Щедрое лето всем поделилось с нами, даже шаровая молния влетела в дверь «палаццо» бабы Арины, повертелась над столом, разглядывая странное жилище и всех нас, и бесшумно улетела в окно.
Мать Вали привезла из Киева Светлану и пожила с нами. Еще не кончились трудовые деньги, аванс за книгу. В городе на Неве наборщики и корректоры трудились над страницами «Русского флага», и я гнал от себя мысль о том, сумеем ли мы поселиться в Москве, или придется искать пристанище в подмосковном дачном кольце. Мы привыкли к цыганской жизни. В феврале 1951 года пришлось срочно освобождать комнату в доме по Медведковской, № 24. Нам ее сдала семейная чета, пребывавшая на службе в Австрии, но смертельно заболел муж, его привезли домой, а нас, как и в феврале 1950 года, в канун мартовских выборов, спасла улица Герцена, дом Костиных. Что-то мне подсказывало, что осенью 1951 года улица Герцена уже не сможет нам помочь, — больше нельзя было расставаться со Светланой, поселяться же вчетвером на «режимной», оформлять Свету в школу, не имея прописки, было бы слишком…
Но не надо печалиться! Вот-вот придет верстка из Ленинграда, мы ее мигом вычитаем, вернем в типографию и будем ждать книгу, а с книгой, выпущенной на волю, к читателю, уже ничего не страшно.
Так думал я в августе 1951 года, ожидая присылки из Ленинграда верстки романа. Скоро верстка пришла, но зачем-то было прислано и несколько типографских «блоков» — т. е. сброшюрованных, в бумажной обложке экземпляров книги. Лесючевский уже знал, что набор он велит рассыпать, а будущим внутрииздательским рецензентам удобнее посылать книжный «блок».
В начале февраля 1952 года, через полгода после лесковской благодати и летних иллюзий, я вынужден был написать редактору, великому утешителю Алексею Михайловичу Семенову:
«Дорогой Алексей Михайлович! Вчера в пятый раз не состоялась наша встреча с тов. Лесючевским. Последовало много извинений, но стоят-то они недорого.
Он „твердо“ обещал встретиться в следующие вторник — среду, и встретиться вчетвером: он, Вы, Кузьма Яковлевич[46] и я, т. к. я в упор поставил перед ним вопрос о том, собирается ли он издавать книгу.

* **ФРАГМЕНТ НАБОРА ДАННЫХ**:

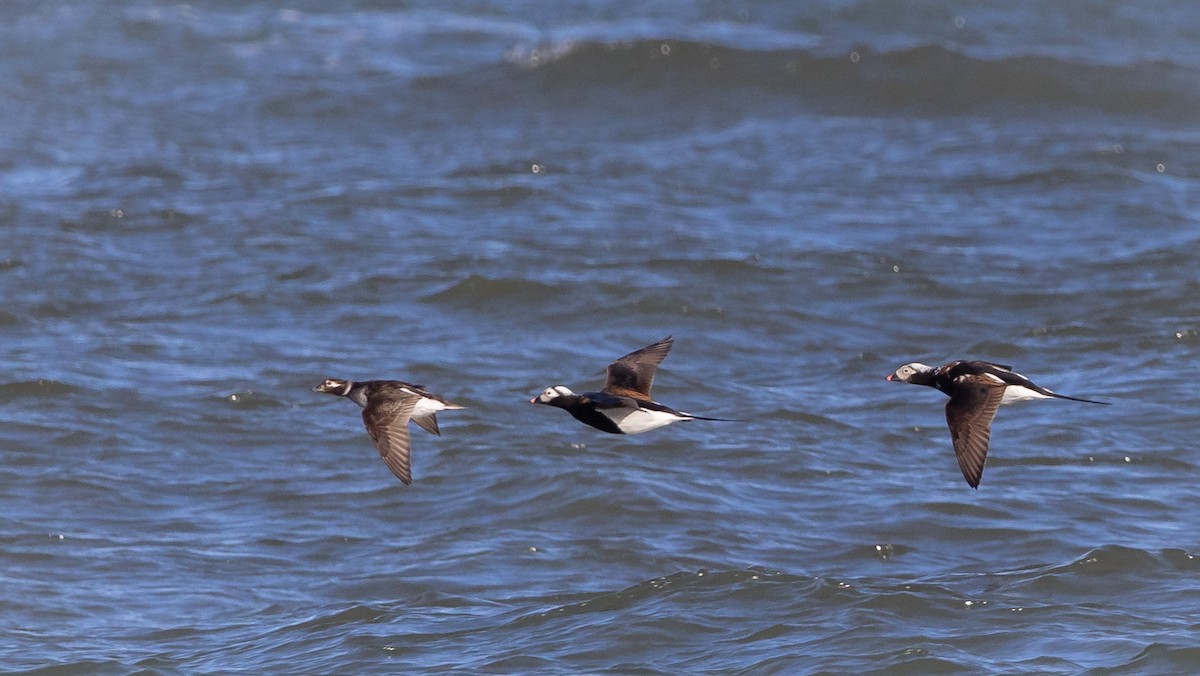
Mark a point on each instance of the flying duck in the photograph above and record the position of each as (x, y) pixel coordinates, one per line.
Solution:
(976, 389)
(623, 406)
(388, 406)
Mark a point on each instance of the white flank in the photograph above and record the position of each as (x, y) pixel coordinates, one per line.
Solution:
(637, 420)
(1018, 393)
(427, 406)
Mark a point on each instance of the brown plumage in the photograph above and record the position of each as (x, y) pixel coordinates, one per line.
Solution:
(634, 374)
(969, 414)
(387, 422)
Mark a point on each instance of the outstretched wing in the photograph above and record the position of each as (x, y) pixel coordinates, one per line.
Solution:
(634, 374)
(969, 414)
(388, 425)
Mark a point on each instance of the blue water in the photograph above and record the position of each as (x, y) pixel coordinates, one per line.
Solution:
(209, 209)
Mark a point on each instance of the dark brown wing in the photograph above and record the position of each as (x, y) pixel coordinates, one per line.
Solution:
(970, 413)
(387, 422)
(634, 374)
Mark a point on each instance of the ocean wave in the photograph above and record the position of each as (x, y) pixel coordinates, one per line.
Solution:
(930, 78)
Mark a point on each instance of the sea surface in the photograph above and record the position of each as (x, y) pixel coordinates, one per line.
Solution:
(209, 208)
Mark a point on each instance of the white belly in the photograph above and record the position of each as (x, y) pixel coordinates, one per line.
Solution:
(637, 420)
(1017, 393)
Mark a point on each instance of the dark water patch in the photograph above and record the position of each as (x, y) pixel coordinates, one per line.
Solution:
(1161, 658)
(486, 294)
(928, 79)
(39, 388)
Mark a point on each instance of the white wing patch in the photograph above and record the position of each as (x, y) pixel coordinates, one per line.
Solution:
(1019, 393)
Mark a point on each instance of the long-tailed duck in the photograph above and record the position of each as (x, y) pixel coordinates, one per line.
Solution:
(387, 408)
(623, 406)
(976, 389)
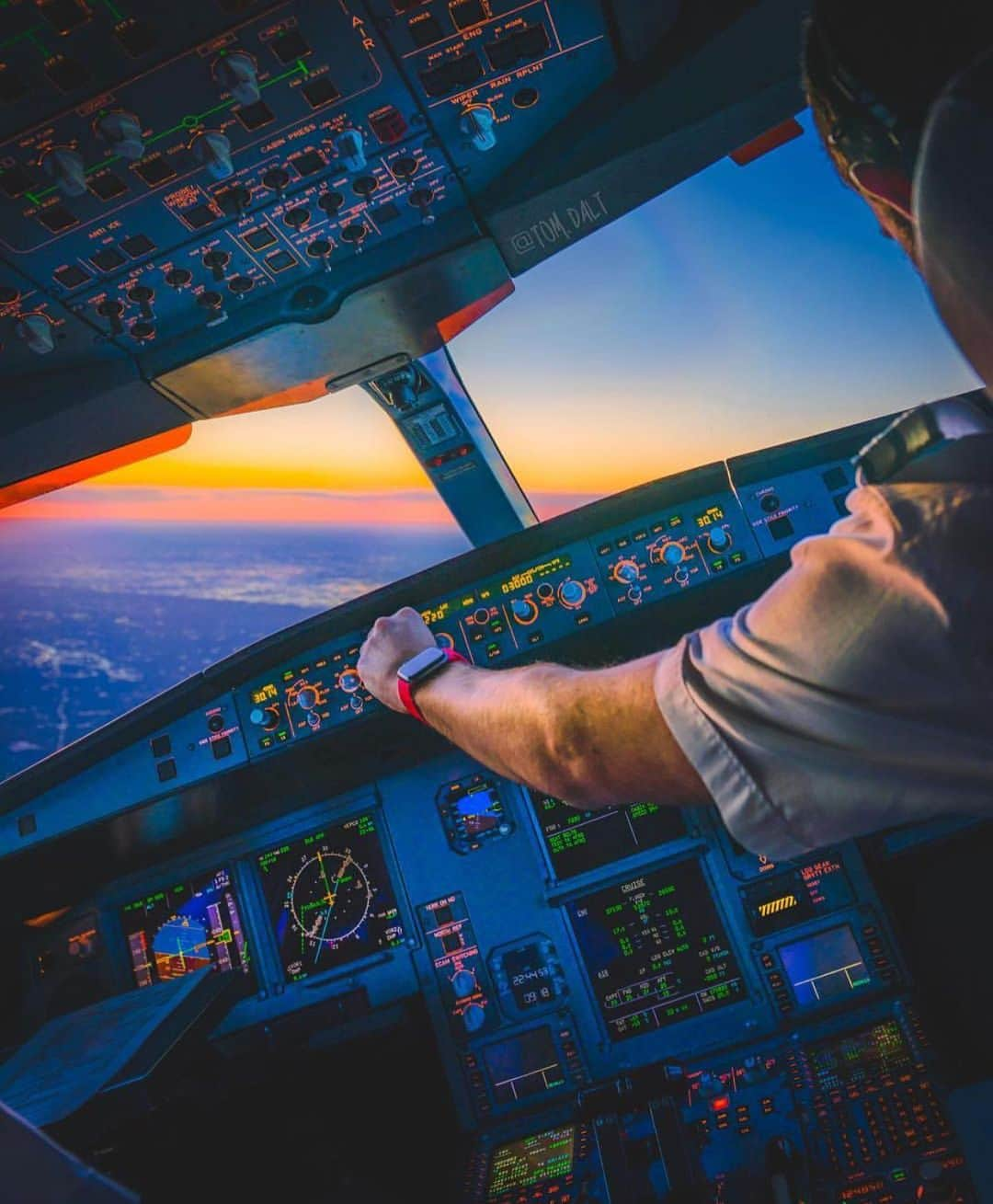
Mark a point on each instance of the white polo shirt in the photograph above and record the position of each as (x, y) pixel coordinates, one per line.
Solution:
(857, 693)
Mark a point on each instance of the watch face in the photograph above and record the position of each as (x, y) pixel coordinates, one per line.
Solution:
(421, 665)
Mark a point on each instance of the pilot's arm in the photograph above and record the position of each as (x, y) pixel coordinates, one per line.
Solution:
(846, 698)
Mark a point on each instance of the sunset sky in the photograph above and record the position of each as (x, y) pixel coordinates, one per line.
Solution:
(747, 307)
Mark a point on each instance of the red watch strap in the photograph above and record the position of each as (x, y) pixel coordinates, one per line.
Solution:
(405, 690)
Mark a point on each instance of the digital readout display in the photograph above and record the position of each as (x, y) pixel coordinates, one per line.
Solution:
(785, 900)
(711, 515)
(532, 1161)
(524, 1066)
(825, 969)
(578, 841)
(498, 588)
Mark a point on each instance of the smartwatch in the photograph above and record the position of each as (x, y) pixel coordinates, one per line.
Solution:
(417, 670)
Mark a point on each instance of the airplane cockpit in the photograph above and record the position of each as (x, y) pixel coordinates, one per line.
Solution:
(261, 935)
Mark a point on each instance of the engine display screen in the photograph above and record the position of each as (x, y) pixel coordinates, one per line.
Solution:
(579, 841)
(186, 927)
(532, 1161)
(655, 950)
(826, 967)
(330, 899)
(785, 900)
(524, 1066)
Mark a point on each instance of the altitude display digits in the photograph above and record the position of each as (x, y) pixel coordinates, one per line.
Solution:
(330, 899)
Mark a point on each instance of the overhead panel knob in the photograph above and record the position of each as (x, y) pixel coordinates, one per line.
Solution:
(350, 149)
(35, 331)
(477, 123)
(65, 168)
(212, 151)
(123, 132)
(238, 75)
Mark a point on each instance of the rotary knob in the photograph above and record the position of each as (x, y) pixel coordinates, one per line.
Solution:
(477, 123)
(463, 984)
(719, 540)
(474, 1017)
(212, 151)
(672, 554)
(35, 331)
(238, 75)
(123, 132)
(350, 151)
(626, 572)
(524, 611)
(349, 681)
(65, 167)
(572, 593)
(268, 719)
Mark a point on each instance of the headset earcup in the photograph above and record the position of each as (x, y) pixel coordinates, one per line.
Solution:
(953, 211)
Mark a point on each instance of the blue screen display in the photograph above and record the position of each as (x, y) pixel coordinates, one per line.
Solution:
(826, 967)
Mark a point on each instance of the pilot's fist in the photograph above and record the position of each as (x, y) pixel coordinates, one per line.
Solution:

* **УСЛОВИЕ ЗАДАНИЯ**: Пожалуйста, выпишите из отрывка без изменений фрагмент от слов «В начале февраля» до слов «он издавать книгу.».

* **ОТВЕТ НА ЗАДАНИЕ**:
В начале февраля 1952 года, через полгода после лесковской благодати и летних иллюзий, я вынужден был написать редактору, великому утешителю Алексею Михайловичу Семенову:
«Дорогой Алексей Михайлович! Вчера в пятый раз не состоялась наша встреча с тов. Лесючевским. Последовало много извинений, но стоят-то они недорого.
Он „твердо“ обещал встретиться в следующие вторник — среду, и встретиться вчетвером: он, Вы, Кузьма Яковлевич[46] и я, т. к. я в упор поставил перед ним вопрос о том, собирается ли он издавать книгу.